(Collected data)
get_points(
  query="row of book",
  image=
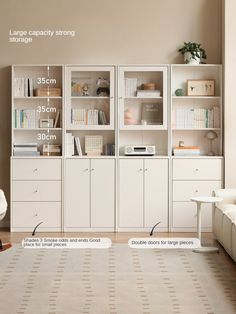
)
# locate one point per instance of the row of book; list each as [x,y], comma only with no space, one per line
[196,118]
[26,118]
[88,117]
[23,87]
[31,149]
[25,149]
[186,151]
[130,87]
[73,146]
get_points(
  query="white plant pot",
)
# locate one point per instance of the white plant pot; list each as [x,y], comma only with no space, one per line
[188,59]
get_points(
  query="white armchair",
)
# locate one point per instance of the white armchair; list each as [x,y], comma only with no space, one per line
[224,220]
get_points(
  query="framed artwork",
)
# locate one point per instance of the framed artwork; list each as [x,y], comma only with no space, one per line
[201,87]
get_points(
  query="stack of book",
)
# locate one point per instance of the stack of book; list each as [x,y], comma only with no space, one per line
[23,87]
[51,150]
[25,118]
[186,151]
[196,118]
[88,117]
[25,149]
[148,93]
[130,88]
[70,147]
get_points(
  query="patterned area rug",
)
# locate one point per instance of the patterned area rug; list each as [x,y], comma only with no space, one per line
[117,280]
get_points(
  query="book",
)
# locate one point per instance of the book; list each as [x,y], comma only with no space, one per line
[78,146]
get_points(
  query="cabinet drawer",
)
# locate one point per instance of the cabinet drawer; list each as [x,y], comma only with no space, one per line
[185,215]
[36,191]
[36,169]
[197,169]
[184,190]
[29,214]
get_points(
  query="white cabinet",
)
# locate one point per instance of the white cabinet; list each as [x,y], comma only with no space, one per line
[143,193]
[194,177]
[36,194]
[89,194]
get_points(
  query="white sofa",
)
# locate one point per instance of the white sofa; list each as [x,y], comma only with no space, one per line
[224,220]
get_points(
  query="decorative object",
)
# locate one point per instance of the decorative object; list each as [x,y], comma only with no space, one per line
[93,145]
[46,123]
[193,53]
[211,135]
[179,92]
[129,117]
[85,90]
[152,113]
[201,87]
[149,86]
[103,87]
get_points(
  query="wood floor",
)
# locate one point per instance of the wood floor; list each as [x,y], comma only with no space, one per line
[116,237]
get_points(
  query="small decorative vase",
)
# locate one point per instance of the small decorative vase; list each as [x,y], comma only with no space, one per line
[188,59]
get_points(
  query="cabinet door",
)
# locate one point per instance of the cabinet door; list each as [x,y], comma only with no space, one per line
[131,193]
[77,193]
[102,193]
[156,192]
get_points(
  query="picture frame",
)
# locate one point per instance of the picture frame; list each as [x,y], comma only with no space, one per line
[201,87]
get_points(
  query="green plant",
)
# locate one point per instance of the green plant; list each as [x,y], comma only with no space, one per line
[195,49]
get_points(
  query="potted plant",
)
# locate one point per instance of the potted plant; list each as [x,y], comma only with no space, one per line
[193,53]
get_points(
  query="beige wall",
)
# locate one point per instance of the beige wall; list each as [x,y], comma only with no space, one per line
[230,98]
[110,31]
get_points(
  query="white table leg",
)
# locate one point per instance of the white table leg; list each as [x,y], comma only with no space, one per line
[199,222]
[202,249]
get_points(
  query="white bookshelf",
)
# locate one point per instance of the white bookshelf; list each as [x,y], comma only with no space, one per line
[196,136]
[28,109]
[133,128]
[80,108]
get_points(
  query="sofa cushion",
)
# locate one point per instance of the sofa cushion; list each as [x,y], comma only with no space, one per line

**Aim of the task**
Please locate every line in the material above that contains the word "white" and copy each one. Case counts.

**Correct result**
  query="white plant pot",
# locate one point per instance of the white plant pot; list each as [x,y], comma only with no space, one per line
  query="white armchair",
# locate one point per instance of the white armchair; list each as [x,y], comma only with no space, one per line
  query="white cabinet",
# locate one point per instance of the white cabinet; list each as [x,y], comma only with no space, one per line
  query="white sofa",
# locate one point per instance of the white sofa; list each as [x,y], comma only with no space, one per line
  query="white table leg",
# locate one point per instance of the white table leg; list each as [x,y], comma only with no space, one per line
  query="white bookshelf",
# locate one point per instance of the white bookshelf; list each as [x,y], comma only with no space, one per line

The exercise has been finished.